## ASSIGNMENT:
Transcribe the entries exactly as each line appears.

## DATA FOR ANALYSIS:
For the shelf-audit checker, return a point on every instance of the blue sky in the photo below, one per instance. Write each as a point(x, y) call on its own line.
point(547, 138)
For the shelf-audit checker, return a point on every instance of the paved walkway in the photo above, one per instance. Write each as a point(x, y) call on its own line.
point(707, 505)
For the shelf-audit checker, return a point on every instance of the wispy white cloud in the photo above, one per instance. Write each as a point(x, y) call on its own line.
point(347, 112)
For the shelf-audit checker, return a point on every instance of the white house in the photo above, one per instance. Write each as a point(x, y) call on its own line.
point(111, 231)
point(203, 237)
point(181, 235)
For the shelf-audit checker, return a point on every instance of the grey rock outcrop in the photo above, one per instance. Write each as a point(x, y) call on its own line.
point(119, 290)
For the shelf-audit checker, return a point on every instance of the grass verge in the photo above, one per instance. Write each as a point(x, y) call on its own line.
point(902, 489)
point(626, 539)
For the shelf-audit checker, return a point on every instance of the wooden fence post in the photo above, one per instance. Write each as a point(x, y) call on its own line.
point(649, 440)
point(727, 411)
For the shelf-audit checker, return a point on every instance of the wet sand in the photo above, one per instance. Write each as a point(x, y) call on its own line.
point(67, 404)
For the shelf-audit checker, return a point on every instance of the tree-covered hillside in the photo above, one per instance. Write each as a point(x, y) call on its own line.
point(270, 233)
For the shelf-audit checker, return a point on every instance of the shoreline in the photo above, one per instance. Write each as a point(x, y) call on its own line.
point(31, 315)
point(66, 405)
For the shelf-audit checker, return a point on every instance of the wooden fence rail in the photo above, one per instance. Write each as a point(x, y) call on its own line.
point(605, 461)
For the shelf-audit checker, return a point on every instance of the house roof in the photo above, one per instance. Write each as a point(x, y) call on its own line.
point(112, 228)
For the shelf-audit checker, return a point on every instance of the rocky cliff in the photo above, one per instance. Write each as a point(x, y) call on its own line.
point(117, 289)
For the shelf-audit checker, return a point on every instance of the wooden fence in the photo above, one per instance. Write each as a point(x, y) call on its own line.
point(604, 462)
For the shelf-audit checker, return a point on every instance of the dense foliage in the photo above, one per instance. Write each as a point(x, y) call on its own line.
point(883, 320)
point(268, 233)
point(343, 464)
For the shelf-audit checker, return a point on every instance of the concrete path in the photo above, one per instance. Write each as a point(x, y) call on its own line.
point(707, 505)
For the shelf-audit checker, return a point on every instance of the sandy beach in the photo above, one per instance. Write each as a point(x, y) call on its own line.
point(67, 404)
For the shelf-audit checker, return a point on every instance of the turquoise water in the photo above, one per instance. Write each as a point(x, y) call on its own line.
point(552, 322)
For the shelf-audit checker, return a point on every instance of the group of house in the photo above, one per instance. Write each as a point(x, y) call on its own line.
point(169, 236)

## RESULT OF THIS EXERCISE:
For the shelf-audit checker, return a point on every instance of the blue sky in the photo below, one per instance. Write each as a point(x, y) call on its own line.
point(547, 138)
For the shelf-audit checker, return a point on every instance of the paved walkway in the photo above, one per instance. Write each as a point(x, y) call on its own line.
point(707, 505)
For the shelf-audit checker, return a point on every instance of the wispy white cloud in the photo above, one per instance. Write each as a point(x, y) call on its own line.
point(347, 112)
For the shelf-audit checker, return a point on every instance of the white house in the photo above, one per instance. Write each as a point(x, y) call on its own line.
point(111, 231)
point(203, 237)
point(181, 235)
For the shelf-audit checker, return a point on every instance of the grey rock outcrop in the photo above, one per instance. Write each as a point(x, y) call on its own line.
point(119, 290)
For the shelf-audit checker, return a point on every instance of the grass verge in the photo above, one per instance. Write each as a point(x, y) call on its own line.
point(902, 489)
point(626, 539)
For the shelf-audit checker, return a point on every instance of the wooden fence post in the photo above, one per instance. Write each as a point(x, y) call on its own line.
point(649, 440)
point(727, 411)
For the shelf-audit checker, return a point on every instance of the wet sand in the photo above, one per instance. Write each as a point(x, y) call on its own line.
point(67, 404)
For the shelf-audit checker, return a point on every instance of the tree-covered hillside in the photo above, one per instance. Write each as a point(x, y) call on its own line.
point(270, 233)
For the shelf-audit checker, return a point on every instance of the shoreline in the photo above, one per instance. Write each as a point(x, y) call on its own line.
point(31, 315)
point(66, 405)
For the shelf-audit checker, return a point on every instance of the wooden fence rail in the photo above, one per instance. Write each as a point(x, y) call on its own line.
point(605, 461)
For the shelf-audit checker, return a point on every instance of the house roof in the photo above, one per instance. Write each as a point(x, y) call on its own line.
point(112, 228)
For the shelf-audit checker, return a point on every instance of the rocky cliff in the photo above, one per instance. Write each as a point(x, y) call on its own line.
point(117, 289)
For the shelf-audit checker, return a point on every instance of the wooden fence in the photo above, one per instance. Write each as a point(x, y) call on its own line.
point(604, 462)
For the shelf-audit checker, return a point on every instance of the dense foliage in the photo above, one per instance. Write each as a point(x, y) call on its own line.
point(883, 320)
point(268, 233)
point(343, 464)
For the shelf-audit checker, return a point on every instance of the concrete path in the photo above, one per instance. Write each as a point(x, y) call on its own line.
point(707, 505)
For the shelf-audit checker, return a point on every instance of the sandy beach in the photo above, one per instance. Write each as a point(x, y) call on its own line.
point(67, 404)
For the shelf-audit checker, return a point on every instance of the turquoise water in the photo above, one per instance. Write each as a point(x, y) call on its own line.
point(552, 322)
For the shelf-audit checker, return a point on every instance of the group of house in the photo above, one per instance. Write each as a point(x, y) call on its own line.
point(169, 236)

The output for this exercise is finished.